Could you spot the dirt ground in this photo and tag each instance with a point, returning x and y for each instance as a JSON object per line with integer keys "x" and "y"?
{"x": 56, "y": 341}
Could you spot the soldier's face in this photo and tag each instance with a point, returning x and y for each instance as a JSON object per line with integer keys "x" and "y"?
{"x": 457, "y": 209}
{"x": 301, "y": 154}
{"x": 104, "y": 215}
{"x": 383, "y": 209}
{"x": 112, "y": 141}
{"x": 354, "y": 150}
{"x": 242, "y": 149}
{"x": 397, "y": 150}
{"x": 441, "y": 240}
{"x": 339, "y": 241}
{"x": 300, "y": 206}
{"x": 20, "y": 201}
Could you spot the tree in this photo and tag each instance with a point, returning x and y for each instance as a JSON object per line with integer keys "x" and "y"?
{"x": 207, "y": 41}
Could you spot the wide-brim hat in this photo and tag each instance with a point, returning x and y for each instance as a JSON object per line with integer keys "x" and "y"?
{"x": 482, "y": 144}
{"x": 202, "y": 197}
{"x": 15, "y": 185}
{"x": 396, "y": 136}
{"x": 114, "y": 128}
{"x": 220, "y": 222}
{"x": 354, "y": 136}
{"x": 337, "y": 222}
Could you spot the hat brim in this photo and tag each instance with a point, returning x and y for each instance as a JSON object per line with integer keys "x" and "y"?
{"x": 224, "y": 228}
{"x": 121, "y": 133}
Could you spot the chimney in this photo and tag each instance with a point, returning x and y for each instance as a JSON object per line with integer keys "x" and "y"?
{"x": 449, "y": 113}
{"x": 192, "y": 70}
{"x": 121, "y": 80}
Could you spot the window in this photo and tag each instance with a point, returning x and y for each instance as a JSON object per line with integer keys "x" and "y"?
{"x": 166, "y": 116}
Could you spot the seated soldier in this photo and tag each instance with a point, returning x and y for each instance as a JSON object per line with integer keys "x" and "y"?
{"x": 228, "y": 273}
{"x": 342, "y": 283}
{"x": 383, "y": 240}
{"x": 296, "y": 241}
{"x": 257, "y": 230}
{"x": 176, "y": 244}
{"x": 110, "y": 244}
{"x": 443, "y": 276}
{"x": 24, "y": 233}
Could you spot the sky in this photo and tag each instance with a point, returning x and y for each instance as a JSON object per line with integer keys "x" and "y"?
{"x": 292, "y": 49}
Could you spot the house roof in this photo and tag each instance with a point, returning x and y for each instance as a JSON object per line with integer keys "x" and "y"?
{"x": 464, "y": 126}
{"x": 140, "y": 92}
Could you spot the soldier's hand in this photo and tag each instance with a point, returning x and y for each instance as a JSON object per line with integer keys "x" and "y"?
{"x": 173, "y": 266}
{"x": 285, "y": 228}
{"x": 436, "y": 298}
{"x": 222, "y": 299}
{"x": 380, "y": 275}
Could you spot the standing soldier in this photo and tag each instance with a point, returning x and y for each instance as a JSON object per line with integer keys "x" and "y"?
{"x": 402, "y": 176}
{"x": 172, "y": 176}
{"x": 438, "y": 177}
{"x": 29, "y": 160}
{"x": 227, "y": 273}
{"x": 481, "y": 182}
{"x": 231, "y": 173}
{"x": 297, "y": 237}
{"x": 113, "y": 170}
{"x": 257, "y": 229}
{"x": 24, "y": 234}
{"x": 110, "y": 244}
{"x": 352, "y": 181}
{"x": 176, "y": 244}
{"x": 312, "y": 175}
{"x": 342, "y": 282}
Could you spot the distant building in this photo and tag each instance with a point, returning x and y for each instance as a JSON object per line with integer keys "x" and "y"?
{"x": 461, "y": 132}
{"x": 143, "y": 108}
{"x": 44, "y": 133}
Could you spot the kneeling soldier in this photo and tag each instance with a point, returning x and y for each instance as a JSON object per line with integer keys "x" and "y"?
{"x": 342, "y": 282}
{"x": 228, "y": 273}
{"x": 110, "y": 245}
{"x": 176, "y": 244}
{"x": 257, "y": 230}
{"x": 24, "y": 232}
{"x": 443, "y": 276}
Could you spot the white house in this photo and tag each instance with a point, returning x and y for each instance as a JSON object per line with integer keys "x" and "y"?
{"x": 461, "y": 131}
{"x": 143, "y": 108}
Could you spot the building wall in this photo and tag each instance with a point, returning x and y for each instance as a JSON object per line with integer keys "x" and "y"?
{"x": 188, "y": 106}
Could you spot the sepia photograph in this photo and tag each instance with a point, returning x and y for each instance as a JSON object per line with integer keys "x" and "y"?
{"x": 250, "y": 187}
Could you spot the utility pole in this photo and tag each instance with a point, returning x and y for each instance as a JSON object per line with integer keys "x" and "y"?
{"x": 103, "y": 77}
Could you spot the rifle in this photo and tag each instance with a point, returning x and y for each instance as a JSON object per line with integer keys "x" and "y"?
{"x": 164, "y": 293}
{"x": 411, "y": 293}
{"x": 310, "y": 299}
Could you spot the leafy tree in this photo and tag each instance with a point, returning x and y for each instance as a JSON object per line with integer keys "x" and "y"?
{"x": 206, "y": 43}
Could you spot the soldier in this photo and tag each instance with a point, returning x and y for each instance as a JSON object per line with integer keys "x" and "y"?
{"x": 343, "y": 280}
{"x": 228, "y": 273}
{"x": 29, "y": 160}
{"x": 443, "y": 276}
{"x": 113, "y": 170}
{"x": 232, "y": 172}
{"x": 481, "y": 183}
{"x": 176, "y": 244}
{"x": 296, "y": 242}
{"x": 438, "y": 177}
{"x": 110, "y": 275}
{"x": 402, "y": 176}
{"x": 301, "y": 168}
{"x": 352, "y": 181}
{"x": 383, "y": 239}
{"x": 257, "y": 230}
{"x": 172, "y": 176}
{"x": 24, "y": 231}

:::::

> **Task description**
Reproduce everything from the line containing "Could you spot the soldier in" down to the end of the listing above, request included, multiplying each x and y coordinate value in the answers by 2.15 and rounding to whole numbers, with halves rounded up.

> **Exercise answer**
Could you spot the soldier in this photo and tag each instance with a point, returning x and y for each instance as a JSON object per line with integer keys "x" and "y"?
{"x": 737, "y": 602}
{"x": 490, "y": 587}
{"x": 62, "y": 344}
{"x": 952, "y": 593}
{"x": 243, "y": 366}
{"x": 499, "y": 370}
{"x": 1034, "y": 393}
{"x": 378, "y": 525}
{"x": 636, "y": 520}
{"x": 942, "y": 381}
{"x": 237, "y": 591}
{"x": 864, "y": 378}
{"x": 647, "y": 361}
{"x": 757, "y": 389}
{"x": 823, "y": 514}
{"x": 553, "y": 495}
{"x": 370, "y": 378}
{"x": 52, "y": 497}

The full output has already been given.